Please collect every line in the records below that contains the word "entrance". Case counts.

───── DATA IN THIS EXERCISE

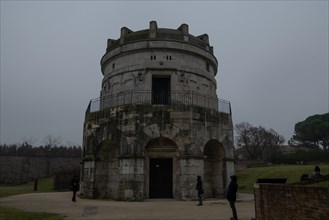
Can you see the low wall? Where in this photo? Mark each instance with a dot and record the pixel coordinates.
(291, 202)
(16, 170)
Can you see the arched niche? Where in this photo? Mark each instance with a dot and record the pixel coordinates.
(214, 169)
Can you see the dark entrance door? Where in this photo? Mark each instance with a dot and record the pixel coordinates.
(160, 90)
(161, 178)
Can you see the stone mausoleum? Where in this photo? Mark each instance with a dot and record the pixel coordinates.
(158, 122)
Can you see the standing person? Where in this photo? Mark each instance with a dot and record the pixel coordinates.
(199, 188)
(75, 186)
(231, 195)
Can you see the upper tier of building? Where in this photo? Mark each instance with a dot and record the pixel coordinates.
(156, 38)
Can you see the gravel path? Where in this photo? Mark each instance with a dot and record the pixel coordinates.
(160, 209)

──────────
───── DATA IN THIS EXERCISE

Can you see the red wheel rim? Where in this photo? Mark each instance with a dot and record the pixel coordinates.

──────────

__SOLUTION TO THIS TASK__
Can you see the dark entrance door? Where in this photo? Mark each instance with a dot and record the pixel coordinates.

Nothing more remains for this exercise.